> **To be done**
Every line from the one with "Note: pick out every instance of the distant" to the end of the data needs to be copied exactly, and no line before it.
═════ Data shown ═════
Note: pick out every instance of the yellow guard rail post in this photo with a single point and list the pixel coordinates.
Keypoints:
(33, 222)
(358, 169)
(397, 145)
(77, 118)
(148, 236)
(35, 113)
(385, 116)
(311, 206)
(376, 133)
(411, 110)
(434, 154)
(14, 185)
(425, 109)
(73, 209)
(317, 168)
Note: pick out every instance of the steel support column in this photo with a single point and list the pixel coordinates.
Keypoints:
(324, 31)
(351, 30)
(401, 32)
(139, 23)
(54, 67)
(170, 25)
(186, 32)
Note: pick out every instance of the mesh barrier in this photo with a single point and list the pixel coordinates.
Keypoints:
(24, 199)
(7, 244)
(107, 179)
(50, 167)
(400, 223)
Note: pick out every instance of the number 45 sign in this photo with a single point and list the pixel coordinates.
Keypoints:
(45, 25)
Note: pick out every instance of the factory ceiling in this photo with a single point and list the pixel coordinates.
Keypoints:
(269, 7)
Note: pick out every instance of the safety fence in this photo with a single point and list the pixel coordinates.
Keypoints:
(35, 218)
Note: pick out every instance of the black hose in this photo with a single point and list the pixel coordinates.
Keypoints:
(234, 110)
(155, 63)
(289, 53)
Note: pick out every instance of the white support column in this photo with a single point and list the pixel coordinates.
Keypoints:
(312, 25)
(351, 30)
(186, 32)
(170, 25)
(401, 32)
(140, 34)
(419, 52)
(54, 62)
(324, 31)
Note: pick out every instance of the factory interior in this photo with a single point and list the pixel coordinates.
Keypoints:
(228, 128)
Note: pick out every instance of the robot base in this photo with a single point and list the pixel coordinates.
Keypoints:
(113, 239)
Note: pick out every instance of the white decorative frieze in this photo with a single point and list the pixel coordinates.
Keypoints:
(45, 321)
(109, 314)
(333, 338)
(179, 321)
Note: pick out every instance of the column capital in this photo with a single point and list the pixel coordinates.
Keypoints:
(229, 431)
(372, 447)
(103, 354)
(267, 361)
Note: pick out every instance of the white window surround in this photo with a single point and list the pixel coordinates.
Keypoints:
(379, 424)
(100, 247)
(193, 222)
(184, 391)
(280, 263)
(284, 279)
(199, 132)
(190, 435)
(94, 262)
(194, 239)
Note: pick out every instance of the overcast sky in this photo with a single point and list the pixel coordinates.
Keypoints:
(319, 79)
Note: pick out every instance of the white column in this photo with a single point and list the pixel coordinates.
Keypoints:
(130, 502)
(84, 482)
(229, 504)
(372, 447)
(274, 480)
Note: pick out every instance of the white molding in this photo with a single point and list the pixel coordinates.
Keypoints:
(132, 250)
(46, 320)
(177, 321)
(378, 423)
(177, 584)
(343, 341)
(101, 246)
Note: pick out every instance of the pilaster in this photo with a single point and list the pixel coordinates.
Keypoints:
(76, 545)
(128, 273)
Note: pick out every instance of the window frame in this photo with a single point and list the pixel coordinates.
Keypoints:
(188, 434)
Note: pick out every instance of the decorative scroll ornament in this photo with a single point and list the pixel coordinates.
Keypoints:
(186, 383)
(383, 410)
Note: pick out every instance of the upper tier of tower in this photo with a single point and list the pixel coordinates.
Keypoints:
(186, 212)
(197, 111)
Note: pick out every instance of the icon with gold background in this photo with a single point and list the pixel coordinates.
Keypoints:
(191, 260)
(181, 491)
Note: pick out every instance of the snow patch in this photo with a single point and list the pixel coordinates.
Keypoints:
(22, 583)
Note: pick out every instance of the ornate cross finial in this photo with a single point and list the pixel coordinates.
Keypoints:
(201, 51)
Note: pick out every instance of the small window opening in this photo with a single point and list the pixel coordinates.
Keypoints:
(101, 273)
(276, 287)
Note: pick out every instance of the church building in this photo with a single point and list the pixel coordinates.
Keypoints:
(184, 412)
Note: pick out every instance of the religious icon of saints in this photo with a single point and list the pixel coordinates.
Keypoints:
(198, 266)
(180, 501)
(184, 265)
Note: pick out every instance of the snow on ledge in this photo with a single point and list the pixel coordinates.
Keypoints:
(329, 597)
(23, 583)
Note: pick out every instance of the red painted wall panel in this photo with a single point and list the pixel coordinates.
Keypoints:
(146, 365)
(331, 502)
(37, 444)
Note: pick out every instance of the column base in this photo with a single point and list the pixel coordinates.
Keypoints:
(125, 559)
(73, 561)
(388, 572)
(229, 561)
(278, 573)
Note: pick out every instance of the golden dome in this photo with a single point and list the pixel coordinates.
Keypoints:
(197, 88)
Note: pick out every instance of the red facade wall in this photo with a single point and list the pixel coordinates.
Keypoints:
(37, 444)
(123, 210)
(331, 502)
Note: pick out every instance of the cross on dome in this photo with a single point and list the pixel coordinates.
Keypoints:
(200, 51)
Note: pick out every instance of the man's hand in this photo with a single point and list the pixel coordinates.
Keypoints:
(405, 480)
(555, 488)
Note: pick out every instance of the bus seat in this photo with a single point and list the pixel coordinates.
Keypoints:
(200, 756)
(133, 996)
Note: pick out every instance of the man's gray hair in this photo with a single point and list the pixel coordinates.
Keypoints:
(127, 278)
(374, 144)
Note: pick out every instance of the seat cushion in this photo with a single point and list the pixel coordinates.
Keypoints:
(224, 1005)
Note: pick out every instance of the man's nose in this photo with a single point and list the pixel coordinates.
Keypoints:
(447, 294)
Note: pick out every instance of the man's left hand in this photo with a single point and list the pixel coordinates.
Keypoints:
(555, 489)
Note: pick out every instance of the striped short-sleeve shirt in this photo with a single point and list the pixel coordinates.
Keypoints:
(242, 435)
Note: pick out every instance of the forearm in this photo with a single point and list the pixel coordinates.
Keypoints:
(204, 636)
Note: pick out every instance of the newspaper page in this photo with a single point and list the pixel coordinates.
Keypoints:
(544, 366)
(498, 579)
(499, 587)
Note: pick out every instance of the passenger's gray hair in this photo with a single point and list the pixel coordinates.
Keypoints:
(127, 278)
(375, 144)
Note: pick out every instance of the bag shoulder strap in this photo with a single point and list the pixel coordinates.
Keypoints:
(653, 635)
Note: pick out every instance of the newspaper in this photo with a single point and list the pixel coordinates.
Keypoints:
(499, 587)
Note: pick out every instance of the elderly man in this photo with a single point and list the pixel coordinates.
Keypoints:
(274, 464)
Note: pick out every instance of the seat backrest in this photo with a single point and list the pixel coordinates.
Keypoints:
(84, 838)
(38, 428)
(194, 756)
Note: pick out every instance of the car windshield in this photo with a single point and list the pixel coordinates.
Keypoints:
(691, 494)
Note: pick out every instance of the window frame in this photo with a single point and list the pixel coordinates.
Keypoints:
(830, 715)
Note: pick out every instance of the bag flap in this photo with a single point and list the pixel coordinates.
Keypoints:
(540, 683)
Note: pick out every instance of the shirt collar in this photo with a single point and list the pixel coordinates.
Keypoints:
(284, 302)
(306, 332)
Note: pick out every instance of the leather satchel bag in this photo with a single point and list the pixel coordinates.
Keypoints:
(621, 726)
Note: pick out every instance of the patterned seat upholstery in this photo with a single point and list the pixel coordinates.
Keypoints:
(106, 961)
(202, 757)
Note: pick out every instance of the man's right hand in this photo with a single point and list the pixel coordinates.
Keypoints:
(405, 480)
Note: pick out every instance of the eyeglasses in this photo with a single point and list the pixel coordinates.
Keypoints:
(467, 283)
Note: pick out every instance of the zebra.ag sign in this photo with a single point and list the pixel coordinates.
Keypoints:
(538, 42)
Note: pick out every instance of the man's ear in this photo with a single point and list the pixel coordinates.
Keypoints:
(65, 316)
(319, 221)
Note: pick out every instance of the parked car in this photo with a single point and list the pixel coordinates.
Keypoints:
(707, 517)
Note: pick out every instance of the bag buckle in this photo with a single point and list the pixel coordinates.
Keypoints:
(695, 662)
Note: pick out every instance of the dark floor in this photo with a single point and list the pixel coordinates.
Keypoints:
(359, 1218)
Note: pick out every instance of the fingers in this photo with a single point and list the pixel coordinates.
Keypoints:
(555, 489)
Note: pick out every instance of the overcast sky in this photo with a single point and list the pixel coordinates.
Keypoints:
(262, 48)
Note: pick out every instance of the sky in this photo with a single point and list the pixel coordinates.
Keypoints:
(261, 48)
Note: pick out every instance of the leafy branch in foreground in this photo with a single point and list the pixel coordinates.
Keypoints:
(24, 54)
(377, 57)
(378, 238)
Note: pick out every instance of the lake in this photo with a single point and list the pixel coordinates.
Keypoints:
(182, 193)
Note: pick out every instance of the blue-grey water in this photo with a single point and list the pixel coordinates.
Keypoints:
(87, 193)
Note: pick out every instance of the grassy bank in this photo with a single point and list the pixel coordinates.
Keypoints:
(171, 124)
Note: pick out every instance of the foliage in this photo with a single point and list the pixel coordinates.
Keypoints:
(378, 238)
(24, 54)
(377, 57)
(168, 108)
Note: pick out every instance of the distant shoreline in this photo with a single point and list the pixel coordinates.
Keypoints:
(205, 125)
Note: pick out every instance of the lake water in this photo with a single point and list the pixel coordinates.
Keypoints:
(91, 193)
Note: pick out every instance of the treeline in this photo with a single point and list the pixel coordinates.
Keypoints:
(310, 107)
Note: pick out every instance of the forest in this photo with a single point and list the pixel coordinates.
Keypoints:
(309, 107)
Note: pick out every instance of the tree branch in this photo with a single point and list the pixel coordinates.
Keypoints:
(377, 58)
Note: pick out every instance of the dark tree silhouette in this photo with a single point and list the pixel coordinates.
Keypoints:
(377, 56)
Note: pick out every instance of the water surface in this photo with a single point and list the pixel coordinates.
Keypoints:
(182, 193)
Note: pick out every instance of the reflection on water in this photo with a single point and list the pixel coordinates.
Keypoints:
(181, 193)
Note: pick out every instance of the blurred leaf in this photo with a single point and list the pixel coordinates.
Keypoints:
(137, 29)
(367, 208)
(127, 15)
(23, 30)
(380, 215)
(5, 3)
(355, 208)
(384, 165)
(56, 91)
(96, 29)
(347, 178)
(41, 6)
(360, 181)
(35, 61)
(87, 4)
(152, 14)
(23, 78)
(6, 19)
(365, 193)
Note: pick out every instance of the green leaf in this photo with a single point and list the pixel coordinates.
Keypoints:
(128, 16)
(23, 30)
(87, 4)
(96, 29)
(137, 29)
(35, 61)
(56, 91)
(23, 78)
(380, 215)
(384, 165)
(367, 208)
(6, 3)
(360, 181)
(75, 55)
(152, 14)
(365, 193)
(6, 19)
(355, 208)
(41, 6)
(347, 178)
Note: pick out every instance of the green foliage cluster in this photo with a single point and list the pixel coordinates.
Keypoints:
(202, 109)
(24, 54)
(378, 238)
═════
> **Worked solution**
Note: pick out every instance of the distant shoreline in this photo with a single point and list the pixel coordinates.
Keypoints:
(205, 125)
Note: pick out every instance of the lake water in this photo with a single point and list the pixel coordinates.
Keypoints:
(91, 193)
Note: pick out every instance of the treeline in this photo with a single point and list the pixel coordinates.
Keypoints:
(310, 107)
Note: pick out every instance of the forest in this photo with a single point and list the pixel coordinates.
Keypoints:
(309, 107)
Note: pick out every instance of the tree branch in this photo with a single point and list the pixel coordinates.
Keypoints:
(377, 58)
Note: pick out every instance of the dark tree silhouette in this photo with a single point and list the pixel coordinates.
Keypoints:
(377, 56)
Note: pick out every instance of the water surface in this photo with a single point and list the pixel coordinates.
Keypoints:
(182, 193)
Note: pick out every instance of the reflection on water in this photo with a single point and list the pixel coordinates.
Keypoints:
(181, 193)
Note: pick out every instance of the blurred leaf in this photo with a single point and list the pixel coordinates.
Keypoints:
(137, 29)
(367, 208)
(127, 15)
(23, 30)
(380, 215)
(5, 3)
(355, 208)
(384, 165)
(56, 91)
(96, 29)
(347, 178)
(41, 6)
(360, 181)
(35, 61)
(87, 4)
(152, 14)
(23, 78)
(6, 19)
(365, 193)
Note: pick out every instance of the green leaf in this photo with a single point and list the pixel coordinates.
Keypoints:
(128, 16)
(23, 30)
(87, 4)
(96, 29)
(137, 29)
(35, 61)
(56, 91)
(23, 78)
(380, 215)
(384, 165)
(367, 208)
(6, 3)
(360, 181)
(75, 55)
(152, 14)
(365, 193)
(6, 19)
(355, 208)
(41, 6)
(347, 178)
Note: pick out every instance of the green foliage cluster in this photo with a single point and list the pixel coordinates.
Keypoints:
(202, 109)
(24, 54)
(378, 238)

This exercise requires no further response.